_Directions_. Give an exact reproduction of all the lines in the listing.

_Exercise inputs_.
···

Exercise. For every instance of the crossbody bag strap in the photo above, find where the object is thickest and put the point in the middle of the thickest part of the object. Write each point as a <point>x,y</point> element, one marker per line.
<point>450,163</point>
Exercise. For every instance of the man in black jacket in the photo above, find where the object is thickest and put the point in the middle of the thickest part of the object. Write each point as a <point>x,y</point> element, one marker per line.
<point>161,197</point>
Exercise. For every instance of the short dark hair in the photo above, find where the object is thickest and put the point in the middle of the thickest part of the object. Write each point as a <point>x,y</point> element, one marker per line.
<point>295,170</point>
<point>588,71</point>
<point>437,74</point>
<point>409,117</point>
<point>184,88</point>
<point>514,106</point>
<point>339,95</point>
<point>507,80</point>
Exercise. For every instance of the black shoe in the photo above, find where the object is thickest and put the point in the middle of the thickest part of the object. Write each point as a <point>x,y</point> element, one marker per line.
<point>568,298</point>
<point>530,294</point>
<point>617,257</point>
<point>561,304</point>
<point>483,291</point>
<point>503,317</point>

···

_Solution for this problem_.
Exercise. For every instance of the crossbody bag strap in the photo above, find where the object is thickest and put the point in the middle of the thickest part of the object. Write each point as a <point>x,y</point> element, one marker per line.
<point>450,163</point>
Exercise. For every instance of the man in black jacket in the photo above, find where the object is thickest and put the point in the middle of the thickest part of the object. Write each point as a <point>x,y</point> element, one marker per line.
<point>161,197</point>
Exercise. For every instance of the short dark hair in the photo above, find where the object is thickest and put the point in the middle of the thickest part of the object. Write each point as a <point>x,y</point> element, one marker per line.
<point>295,170</point>
<point>588,71</point>
<point>437,74</point>
<point>409,117</point>
<point>184,88</point>
<point>514,106</point>
<point>339,95</point>
<point>507,80</point>
Exercise. For every instance of the black shoe in the photo above, find where the object is thickest and put the point in the middle of the thickest part of the object. Write each point as a <point>x,y</point> element, one marker per line.
<point>568,298</point>
<point>530,294</point>
<point>617,257</point>
<point>561,304</point>
<point>483,291</point>
<point>503,317</point>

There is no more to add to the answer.